* [What the exercise asks] Copy the data below verbatim, keeping every line unchanged and in its original order.

* Start Provided information *

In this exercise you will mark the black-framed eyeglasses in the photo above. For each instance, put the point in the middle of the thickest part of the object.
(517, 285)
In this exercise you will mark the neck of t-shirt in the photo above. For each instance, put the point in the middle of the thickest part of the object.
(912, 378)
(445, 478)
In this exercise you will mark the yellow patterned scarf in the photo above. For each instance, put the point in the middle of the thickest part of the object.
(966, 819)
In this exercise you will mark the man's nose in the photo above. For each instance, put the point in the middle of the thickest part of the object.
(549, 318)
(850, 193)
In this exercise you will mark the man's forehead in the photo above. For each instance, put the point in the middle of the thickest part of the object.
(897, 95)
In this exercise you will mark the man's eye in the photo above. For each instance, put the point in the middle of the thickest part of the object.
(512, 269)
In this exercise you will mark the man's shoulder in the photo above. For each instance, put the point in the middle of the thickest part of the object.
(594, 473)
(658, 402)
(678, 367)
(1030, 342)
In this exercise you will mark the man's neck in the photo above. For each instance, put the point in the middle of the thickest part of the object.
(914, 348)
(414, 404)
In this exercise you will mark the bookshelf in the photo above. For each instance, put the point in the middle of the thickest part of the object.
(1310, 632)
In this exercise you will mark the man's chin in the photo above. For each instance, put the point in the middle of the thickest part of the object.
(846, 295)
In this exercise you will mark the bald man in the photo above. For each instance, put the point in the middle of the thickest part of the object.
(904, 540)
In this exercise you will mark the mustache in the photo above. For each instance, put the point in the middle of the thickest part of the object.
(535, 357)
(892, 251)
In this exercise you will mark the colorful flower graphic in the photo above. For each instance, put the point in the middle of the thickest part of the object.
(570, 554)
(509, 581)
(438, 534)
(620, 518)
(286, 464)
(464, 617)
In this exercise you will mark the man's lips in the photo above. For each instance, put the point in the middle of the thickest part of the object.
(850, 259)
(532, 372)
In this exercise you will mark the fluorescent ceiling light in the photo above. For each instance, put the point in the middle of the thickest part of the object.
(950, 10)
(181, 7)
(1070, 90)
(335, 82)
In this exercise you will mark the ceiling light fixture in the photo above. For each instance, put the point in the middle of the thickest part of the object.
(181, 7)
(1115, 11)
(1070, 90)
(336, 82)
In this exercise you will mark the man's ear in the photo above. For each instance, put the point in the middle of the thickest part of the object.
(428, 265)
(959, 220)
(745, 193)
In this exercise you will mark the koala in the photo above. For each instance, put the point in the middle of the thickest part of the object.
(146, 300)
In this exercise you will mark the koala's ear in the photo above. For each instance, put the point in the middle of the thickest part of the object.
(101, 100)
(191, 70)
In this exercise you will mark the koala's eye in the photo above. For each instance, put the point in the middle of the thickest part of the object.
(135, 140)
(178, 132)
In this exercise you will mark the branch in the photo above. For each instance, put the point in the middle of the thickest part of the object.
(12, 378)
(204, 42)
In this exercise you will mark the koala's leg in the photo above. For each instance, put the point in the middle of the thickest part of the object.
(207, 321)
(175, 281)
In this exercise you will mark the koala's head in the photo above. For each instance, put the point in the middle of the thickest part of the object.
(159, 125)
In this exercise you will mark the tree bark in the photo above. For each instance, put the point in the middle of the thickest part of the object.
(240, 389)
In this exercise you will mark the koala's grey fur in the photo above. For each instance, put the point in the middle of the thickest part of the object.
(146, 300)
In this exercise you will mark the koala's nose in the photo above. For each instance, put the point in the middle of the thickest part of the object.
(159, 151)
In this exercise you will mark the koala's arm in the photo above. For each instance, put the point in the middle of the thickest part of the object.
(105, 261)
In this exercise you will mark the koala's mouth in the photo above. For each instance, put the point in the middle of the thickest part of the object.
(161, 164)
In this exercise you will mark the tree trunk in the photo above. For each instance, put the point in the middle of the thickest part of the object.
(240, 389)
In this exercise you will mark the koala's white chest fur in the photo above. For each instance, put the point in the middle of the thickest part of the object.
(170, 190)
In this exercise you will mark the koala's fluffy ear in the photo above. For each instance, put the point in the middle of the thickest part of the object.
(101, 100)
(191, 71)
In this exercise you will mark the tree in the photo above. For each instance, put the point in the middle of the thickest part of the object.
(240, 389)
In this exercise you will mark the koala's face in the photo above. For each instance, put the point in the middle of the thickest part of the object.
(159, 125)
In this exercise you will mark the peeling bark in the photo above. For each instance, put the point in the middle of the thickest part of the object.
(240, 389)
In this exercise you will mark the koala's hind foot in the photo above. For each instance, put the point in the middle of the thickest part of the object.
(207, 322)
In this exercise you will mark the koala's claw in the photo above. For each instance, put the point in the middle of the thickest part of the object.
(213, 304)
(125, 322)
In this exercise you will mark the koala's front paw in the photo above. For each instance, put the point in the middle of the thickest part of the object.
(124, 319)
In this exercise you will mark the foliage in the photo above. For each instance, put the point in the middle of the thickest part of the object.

* End Provided information *

* [Full solution]
In this exercise you will mark the black-framed eyeglasses in the photo above. For each instance, put the point in the middle of the thickest part of the object.
(517, 285)
In this exercise you will mark the neck of t-shirt in the photo above. For each instance, put the point in the middle of the thickest part of the object.
(912, 378)
(445, 478)
In this exercise you will mark the yellow patterned scarf in the photo above. For each instance, put the point in the middle of the thickest part of the object.
(966, 819)
In this exercise you will mark the man's nose in the photo above. For each instance, put the point in the middle of the thickest part of the object.
(549, 318)
(850, 193)
In this exercise you will mark the man's forehead in the photo above. For each instance, put the point in the middle of the thickest part of the object.
(897, 95)
In this exercise you will mark the man's eye in the photo above. For each instance, put the point in the middle of the thickest part of the object.
(512, 269)
In this exercise you will mark the man's shoulder in the photo above. For each instance, put the point in the middle of the thickest part of the object.
(594, 473)
(658, 402)
(678, 367)
(1030, 342)
In this exercise you will mark the man's neck in the photo above. For each instance, put the point in the middle of the thickest part of the object.
(914, 348)
(414, 404)
In this exercise you will mark the bookshelf in the photo above. For each instance, put the point in the middle of the thickest part of the object.
(1310, 632)
In this exercise you will mark the man's chin in the photo above. For each instance, put the point in the middle of the thickest part of the object.
(846, 295)
In this exercise you will mark the bald man in the photo above. For each instance, put the point in the middle of the thickest part of the object.
(904, 540)
In this exercise you will mark the mustache in the photo above. For each instance, put the point in the middle of the thickest part of the object.
(535, 357)
(892, 251)
In this exercise you will mark the colorful flower graphic in the photo above. For each instance, put the point in the middle of the thickest part of the object.
(570, 554)
(509, 581)
(438, 534)
(620, 518)
(286, 464)
(464, 617)
In this exercise you will mark the man's lips in the photo above. For each instance, put the point in the middle of the thickest part of the object.
(850, 259)
(532, 372)
In this exercise you will mark the fluorescent ceiling light in the photo above. For each instance, put the point in the middle of the thickest part of the object.
(950, 10)
(181, 7)
(1070, 90)
(335, 82)
In this exercise you will mark the ceiling light fixture in the photo above. For each instance, put the point in the middle of the thickest part of the object.
(181, 7)
(1115, 11)
(1070, 90)
(336, 82)
In this exercise you will mark the man's ear in the photo above. For each instance, put the point in the middle of the thickest part of the object.
(428, 265)
(959, 220)
(745, 193)
In this exercise you will mark the koala in the photo above. For each instance, put the point in the middle of the thickest part of the object.
(146, 300)
In this exercise you will mark the koala's ear in the photo above. For each instance, put the point in the middle of the thickest part of the object.
(101, 100)
(191, 70)
In this exercise you will mark the koala's eye in the photo above. For each instance, put the point in the middle of the thickest part of the object.
(135, 140)
(178, 132)
In this exercise you will mark the branch in the photo above. For each instance, put the point in the middle of the thickest part of the object.
(12, 378)
(204, 42)
In this exercise you will mark the koala's leg in the photo above. For each instance, put the point in the middle of the thickest part of the object.
(207, 321)
(175, 281)
In this exercise you will mark the koala's head in the photo above. For each instance, put the point in the middle of the thickest part of the object.
(159, 125)
In this exercise you will mark the tree bark in the photo above. For each instance, put the point in the middle of the thickest part of the object.
(240, 389)
In this exercise you will mark the koala's grey fur in the photo above. For each instance, put the point in the middle of the thickest part of the object.
(146, 300)
In this exercise you will mark the koala's nose in the photo above. For each instance, put the point in the middle of the thickest part of the object.
(159, 151)
In this exercise you will mark the koala's arm in the photo above. For each instance, put the point in the middle of the thickest part of the object.
(105, 261)
In this exercise you will mark the koala's mouth in the photo above. For each instance, put the point in the middle of the thickest part of the object.
(161, 164)
In this exercise you will mark the tree trunk in the photo above. For each instance, put the point in the middle of the thickest part of the object.
(240, 389)
In this exercise you will mark the koala's white chest fur in the photo above. For each instance, put the point in the middle of the thickest part of the object.
(170, 190)
In this exercise you will mark the koala's fluffy ear in the photo above. For each instance, put the point in the middle of the thickest part of the object.
(101, 100)
(191, 71)
In this exercise you will mark the tree in the photo above. For each instance, put the point in the middle of the thickest part of the object.
(240, 389)
In this exercise you will mark the koala's face in the photo above. For each instance, put the point in the middle of the thickest part of the object.
(159, 125)
In this exercise you will mark the peeling bark in the photo above. For each instance, put the point in the middle of the thickest part of the object.
(240, 389)
In this exercise you will mark the koala's hind foot in the photo above. For each instance, put the point in the middle of the thickest part of the object.
(207, 322)
In this exercise you will mark the koala's claw in the photo above. For each instance, put the point in the middle of the thickest part of the object.
(213, 304)
(125, 322)
In this exercise you will mark the koala's front paw in the photo above. For each instance, put the point in the middle of the thickest part of the object.
(124, 319)
In this exercise you will mark the foliage in the photo above. For each instance, put the point in the middle of the thickest part of the object.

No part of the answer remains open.